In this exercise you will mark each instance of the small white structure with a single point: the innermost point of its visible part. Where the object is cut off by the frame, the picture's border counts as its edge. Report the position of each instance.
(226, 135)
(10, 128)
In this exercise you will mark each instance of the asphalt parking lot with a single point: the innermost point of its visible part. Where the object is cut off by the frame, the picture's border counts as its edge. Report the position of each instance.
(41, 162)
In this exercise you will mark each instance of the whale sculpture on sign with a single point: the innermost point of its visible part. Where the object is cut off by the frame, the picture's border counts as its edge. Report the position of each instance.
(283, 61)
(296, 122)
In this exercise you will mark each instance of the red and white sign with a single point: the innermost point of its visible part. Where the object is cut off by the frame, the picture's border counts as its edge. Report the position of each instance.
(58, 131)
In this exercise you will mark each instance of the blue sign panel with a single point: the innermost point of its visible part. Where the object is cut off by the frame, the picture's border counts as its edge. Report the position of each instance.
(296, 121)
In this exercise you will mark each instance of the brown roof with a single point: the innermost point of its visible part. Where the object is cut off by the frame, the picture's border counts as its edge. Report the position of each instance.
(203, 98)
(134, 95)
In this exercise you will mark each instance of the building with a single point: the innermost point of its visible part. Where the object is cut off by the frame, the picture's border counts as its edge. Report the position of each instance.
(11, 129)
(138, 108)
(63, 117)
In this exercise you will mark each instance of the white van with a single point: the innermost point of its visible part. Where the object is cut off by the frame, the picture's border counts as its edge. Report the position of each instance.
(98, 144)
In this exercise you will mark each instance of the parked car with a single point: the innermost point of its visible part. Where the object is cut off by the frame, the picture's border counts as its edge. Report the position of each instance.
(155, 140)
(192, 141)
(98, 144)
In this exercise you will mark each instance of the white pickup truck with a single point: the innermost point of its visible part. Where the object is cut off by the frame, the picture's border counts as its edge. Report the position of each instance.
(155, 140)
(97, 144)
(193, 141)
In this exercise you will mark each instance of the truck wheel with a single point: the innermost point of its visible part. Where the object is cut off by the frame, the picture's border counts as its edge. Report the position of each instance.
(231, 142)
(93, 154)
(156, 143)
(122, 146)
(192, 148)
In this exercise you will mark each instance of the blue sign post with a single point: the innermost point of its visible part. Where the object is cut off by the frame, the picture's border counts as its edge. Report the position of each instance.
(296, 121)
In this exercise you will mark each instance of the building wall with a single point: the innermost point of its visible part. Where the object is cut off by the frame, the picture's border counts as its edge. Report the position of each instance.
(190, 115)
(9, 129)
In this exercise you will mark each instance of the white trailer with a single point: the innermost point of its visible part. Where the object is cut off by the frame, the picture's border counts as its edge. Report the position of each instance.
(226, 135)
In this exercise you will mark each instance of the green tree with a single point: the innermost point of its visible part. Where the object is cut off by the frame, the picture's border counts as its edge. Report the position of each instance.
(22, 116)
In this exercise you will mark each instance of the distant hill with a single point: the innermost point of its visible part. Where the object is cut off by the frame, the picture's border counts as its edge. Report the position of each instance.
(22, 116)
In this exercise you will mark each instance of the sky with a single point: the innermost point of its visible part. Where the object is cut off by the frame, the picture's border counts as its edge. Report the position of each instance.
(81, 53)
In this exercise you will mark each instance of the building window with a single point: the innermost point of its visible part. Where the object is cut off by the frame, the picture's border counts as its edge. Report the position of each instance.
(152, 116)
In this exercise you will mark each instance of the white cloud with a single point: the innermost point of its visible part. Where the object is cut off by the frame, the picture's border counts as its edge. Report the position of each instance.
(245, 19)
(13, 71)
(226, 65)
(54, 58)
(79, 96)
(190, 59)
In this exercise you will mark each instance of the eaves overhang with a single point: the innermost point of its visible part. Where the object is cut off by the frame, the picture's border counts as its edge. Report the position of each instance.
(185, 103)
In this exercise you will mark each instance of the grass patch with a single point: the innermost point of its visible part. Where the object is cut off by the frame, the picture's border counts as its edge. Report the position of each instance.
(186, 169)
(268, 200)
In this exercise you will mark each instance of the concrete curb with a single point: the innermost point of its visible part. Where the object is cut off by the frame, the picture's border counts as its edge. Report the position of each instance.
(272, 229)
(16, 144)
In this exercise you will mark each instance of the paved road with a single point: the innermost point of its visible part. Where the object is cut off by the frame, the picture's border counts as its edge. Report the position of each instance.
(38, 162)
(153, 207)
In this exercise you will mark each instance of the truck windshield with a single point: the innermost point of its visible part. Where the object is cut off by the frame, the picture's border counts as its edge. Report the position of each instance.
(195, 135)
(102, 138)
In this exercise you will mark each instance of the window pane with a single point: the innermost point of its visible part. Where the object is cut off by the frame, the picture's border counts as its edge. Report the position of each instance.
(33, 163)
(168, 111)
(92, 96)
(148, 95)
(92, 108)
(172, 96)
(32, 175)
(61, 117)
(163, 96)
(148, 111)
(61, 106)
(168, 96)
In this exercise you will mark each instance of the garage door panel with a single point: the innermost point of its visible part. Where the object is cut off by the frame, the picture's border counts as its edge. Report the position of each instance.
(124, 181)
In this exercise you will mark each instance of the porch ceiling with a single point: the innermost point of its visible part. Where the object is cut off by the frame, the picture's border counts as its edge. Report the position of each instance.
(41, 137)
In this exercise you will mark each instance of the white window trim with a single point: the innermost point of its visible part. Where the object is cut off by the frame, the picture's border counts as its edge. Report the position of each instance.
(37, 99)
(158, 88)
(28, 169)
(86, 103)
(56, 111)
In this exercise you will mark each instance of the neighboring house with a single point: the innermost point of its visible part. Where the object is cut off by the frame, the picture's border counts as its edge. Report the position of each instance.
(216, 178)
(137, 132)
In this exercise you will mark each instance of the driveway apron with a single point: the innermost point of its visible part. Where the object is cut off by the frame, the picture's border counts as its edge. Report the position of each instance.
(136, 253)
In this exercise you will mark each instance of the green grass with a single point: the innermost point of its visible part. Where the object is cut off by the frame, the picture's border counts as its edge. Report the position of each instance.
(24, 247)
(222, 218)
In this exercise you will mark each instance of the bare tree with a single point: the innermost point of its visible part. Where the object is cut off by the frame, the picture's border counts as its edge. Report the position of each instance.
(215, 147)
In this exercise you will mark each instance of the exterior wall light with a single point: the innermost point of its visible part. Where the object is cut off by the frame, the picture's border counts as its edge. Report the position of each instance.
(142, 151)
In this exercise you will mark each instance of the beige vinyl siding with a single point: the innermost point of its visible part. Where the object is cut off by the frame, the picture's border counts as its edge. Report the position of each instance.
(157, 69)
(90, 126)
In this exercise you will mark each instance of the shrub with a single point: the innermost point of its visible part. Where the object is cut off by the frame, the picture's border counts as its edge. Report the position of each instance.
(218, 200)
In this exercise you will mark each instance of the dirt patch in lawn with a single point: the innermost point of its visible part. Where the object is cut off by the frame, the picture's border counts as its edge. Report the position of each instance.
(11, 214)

--- Goal ---
Repeat only what runs from the line holding "In this exercise you will mark each instance of the beige" to the end of the data, keeping every line exactly as written, first and last included.

--- Answer for the task ---
In this exercise you will mark each instance of the beige vinyl siding with a single point: the innermost point of its visible part. Where the object is cut off by the frame, the picture's border counts as its edge. Report the position of each instance.
(157, 69)
(90, 126)
In this exercise you will mark each instance of the shrub with a single point: the innermost point of its visible part. Where the object is cut off by the frame, the picture's border counts as its edge. Report the position of each instance.
(218, 200)
In this exercise you will mark each instance of the dirt patch in lawn with a single point: the innermost point of its visible part. Where the object is cut off by the frame, the picture's border counts as its edge. Report the position of each instance.
(11, 214)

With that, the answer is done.